**EXTRACT TO READ:**
----------------

Michael drew a breath of sharp, cold air and tried to calm himself. he was becoming hysterical. He had to think.

From distant streets, muffled by fog, came the screech of metal on metal. Michael frowned. He'd seen a helicopter crash into the city skyline earlier. Had he? He was beginning to lose his grip. He was beginning to fall apart. He needed someone to talk to.

On an impulse, glancing around to make sure of his follower (who'd become oddly comforting, in a way, the only other living being in the world), he walked over to a line of payphones. The first two he tried simply went dead as soon as he picked them up. The third gave a live hum, but choked to death on the coins he fed it. The fourth worked long enough to dial a number, although it still crackled ominously.

There was a pause of eight heartbeats, then Niamh's answering machine caught the call:

"Hey. This is me. I'm not here right now. Please leave a message after the beep noise, and then we can have a proper conversation some day. Unless you're my ex-boyfriend Michael, in which case I believe I can make it simpler:
Awkward politeness. Uncomfortable silence. Poorly-thought-out attempt to appeal to nostalgia. Uncomfortable silence. Forced cheerfulness. Snide comment. Abrupt exit.
How am I doing, Mike?"


The reciever went dead before Michael could leave a message, if he'd intended to. He walked a little way down the street, and saw the bright light of a cafe through the fog. He needed hot coffee inside him.

----------------

**DATA SUPPLIED:**
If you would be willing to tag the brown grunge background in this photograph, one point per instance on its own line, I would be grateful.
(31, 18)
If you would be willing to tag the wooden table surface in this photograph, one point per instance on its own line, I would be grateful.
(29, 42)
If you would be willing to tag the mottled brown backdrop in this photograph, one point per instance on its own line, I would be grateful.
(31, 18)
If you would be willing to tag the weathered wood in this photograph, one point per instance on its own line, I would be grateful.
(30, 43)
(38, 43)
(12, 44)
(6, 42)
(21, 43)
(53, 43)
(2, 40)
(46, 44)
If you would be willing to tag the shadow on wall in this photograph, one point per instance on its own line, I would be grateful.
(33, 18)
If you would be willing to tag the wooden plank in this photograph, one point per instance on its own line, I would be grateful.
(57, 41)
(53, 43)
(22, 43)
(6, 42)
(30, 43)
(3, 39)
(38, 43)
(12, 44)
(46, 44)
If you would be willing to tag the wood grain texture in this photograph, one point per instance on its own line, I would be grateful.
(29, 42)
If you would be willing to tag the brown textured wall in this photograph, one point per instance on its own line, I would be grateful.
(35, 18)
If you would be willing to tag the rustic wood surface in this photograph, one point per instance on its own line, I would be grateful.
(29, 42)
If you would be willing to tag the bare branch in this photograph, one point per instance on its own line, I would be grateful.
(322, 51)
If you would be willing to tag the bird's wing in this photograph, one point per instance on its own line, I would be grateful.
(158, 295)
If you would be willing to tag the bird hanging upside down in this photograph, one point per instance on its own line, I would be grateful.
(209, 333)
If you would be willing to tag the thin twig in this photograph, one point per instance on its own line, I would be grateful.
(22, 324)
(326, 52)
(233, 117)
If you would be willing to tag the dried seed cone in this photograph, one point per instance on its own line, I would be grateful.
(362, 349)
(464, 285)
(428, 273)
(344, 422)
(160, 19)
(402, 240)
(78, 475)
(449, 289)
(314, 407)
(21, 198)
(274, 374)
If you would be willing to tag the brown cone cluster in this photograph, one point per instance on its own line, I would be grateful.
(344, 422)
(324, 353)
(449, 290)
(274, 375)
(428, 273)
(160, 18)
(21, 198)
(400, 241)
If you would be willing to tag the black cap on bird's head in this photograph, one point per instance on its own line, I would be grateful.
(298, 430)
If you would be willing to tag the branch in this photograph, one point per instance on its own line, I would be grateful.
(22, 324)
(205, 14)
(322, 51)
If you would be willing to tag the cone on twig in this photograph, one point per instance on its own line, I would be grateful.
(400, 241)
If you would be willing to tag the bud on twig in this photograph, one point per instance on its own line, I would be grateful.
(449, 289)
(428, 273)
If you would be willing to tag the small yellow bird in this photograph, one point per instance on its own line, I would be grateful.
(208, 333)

----------------

**PROBLEMS:**
1. Answer these questions about the story about Michael:
(a) Which payphone in the line worked long enough for Michael to dial a number?
(b) How long was the pause before Niamh's answering machine caught the call?
(c) What did Michael see through the fog after walking a little way down the street?
2. Go on with the story about Michael, starting after its last sentence.
The data is separate material and is not part of the story about Michael.

**EXERCISE RESULTS:**
1.
(a) The fourth one.
(b) Eight heartbeats.
(c) The bright light of a cafe.

2.
Tinny music, the fashionable, discordant white-noise rock, blared from a wall-radio. Michael took a step inside, and the musc abruptly cut off.
 
Symphony


sighs,glancing at a clock wall and seeing his customer was late and walks outside for some air.He steps out halfway then freezes,hearing a screech of tortued metal.e turns,trying to get the sound into an easier angle for him to hear,one foot still placed in hsi doorway.He thinks to himself for a moment,then curses and rushes inside again...


A moment or two later he bursts out the door,letting them auto-lock(hopefully) as he hurries towards the noise.In either of his trenchcoat's pockets rests small 2by4" boxes,around 3 or 4 of them.

cursing and breathign deeply of the cold air he turns the corner of the block and stares with large eyes at the destroyed street and the..the thing moving along the street...
 
Nai

IC: I was will beyond what I had did now. The consequences of my actions seemed to be even greater then I first thought. I don't have a passport to be here. It was a fluke they found my on that island any how, I was on a separate near by island at the time of the accident. There simply was a team there investigating the so called monsters.

I layed down in the bed. I wanted to call home and end this but I couldn't. My family couldn't bare the dishonor again. My brother was unable to finish his training and neither can I now. We have both failed my parents. I will die here for what I've done. I will bare the shame alone in this place rather then place any of it on them. I will disappear from there eyes. I can't even preserve the honor by taking my own life. I had tried shortly after I realized the temple was gone. The pain hurt greatly and yet completely healed.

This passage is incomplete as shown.